Instruction 1: Condense the paragraph of the Donald Cawley biography that begins "In 1951 he joined" into a short list, keeping its main facts.
Instruction 2: Continue the Donald Cawley biography from the point where it ends.

Extracted text:
- Born: Donald Francis Cawley September 14, 1929 Woodside, Queens, New York, U.S.
- Died: September 21, 1990 (aged 61) Massapequa, New York, U.S.
- Police career
- Department: New York Police Department
- Service years: 1951–1973
- Rank: Commissioner

= Donald Cawley =

Donald Francis Cawley (September 14, 1929 – September 21, 1990) was an American law enforcement officer who served as New York City Police Commissioner from May to December 1973.

==Early life==
Cawley was born on September 14, 1929, in Woodside, Queens. He studied engineering at Polytechnic Institute in Brooklyn but dropped out due to a lack of money.

==Career==
===Early career===
In 1951 he joined the New York City Police Department. He was promoted to sergeant in 1959. In 1961 he began working in the First Deputy Commissioner's office, where he specialized in investigating corruption. He remained in the First Deputy Commissioner's office where he climbed to the rank of deputy inspector. In 1971 he was appointed as an inspector in charge of the Sixth Division, which consisted of most of Harlem. In 1972, commissioner Patrick V. Murphy passed over 72 more senior officers to name Cawley chief of patrol.

===Commissioner===
On April 12, 1973, it was announced that Cawley would succeed Murphy as police commissioner. At 43 years old he was the youngest commissioner in the department's history. He was sworn in on May 14, 1973.

Collected data entries
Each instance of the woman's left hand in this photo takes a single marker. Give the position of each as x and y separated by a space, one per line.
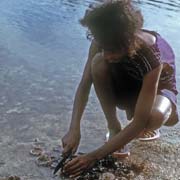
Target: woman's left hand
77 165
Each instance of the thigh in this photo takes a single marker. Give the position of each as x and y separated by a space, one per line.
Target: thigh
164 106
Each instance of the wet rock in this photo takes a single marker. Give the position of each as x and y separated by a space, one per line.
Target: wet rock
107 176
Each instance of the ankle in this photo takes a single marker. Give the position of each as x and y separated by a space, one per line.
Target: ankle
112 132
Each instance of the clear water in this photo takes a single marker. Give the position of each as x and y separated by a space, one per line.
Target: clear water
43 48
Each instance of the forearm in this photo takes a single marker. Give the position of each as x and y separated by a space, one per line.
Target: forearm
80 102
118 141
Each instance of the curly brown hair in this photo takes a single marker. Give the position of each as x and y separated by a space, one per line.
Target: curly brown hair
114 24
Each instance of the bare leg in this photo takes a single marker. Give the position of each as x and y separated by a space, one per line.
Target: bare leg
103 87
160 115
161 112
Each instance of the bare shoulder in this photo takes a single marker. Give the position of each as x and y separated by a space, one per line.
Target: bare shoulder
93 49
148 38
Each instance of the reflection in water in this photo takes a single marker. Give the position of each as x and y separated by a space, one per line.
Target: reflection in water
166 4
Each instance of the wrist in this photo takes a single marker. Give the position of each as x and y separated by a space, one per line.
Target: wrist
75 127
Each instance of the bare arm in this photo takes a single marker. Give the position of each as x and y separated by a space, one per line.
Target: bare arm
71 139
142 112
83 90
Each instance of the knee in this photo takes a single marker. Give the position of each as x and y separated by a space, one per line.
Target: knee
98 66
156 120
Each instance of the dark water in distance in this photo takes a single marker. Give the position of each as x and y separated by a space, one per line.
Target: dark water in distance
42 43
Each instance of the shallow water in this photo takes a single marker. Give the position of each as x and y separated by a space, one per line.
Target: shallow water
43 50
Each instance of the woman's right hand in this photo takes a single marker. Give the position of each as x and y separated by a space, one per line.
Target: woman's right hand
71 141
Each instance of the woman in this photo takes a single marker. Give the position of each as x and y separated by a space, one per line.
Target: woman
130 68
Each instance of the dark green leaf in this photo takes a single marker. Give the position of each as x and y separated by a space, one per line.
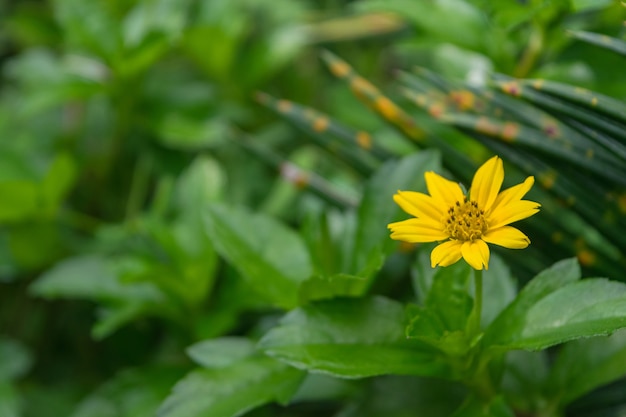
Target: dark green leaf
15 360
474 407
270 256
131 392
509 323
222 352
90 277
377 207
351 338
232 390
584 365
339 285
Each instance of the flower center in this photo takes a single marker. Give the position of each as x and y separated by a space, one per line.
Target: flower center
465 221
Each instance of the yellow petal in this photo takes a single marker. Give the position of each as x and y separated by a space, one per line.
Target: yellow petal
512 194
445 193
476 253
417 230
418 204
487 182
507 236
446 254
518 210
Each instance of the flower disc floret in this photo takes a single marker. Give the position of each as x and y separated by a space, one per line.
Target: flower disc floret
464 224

Response 1:
- Joined the New York City Police Department in 1951.
- Promoted to sergeant in 1959.
- From 1961, worked in the First Deputy Commissioner's office, specializing in corruption investigations and rising to deputy inspector.
- Appointed in 1971 as inspector in charge of the Sixth Division, which covered most of Harlem.
- Named chief of patrol in 1972 by Commissioner Patrick V. Murphy, who passed over 72 more senior officers.

Response 2:
As commissioner, Cawley overhauled the department's hiring practices by recruiting minorities, eliminating height requirements for officers, removing culturally biased questions from the Civil Service examination, and raising the age limit for new officers from 29 to 35. Cawley also enacted a policy that would see veteran officers found guilty of accepting minority gratuities punished with a fine instead of automatic dismissal and loss of pension. In an effort to combat street crime he assigned 1,000 detectives to patrol duty. After the shooting of Clifford Glover, Cawley created a special panel to screen out officers with a history of violent tendencies so they could face disciplinary action, receive additional training, or be reassigned to less stressful positions. He also instituted a name tag policy despite fierce opposition from the Police Benevolent Association of the City of New York. Cawley was not retained by Mayor Abraham Beame and left office on December 31, 1973.

==Later life==
In April 1974, Cawley was named Chemical Bank's vice president in charge of security, purchasing, and communication services. In 1982 he became the vice president for administration of the New York Clearing House Association.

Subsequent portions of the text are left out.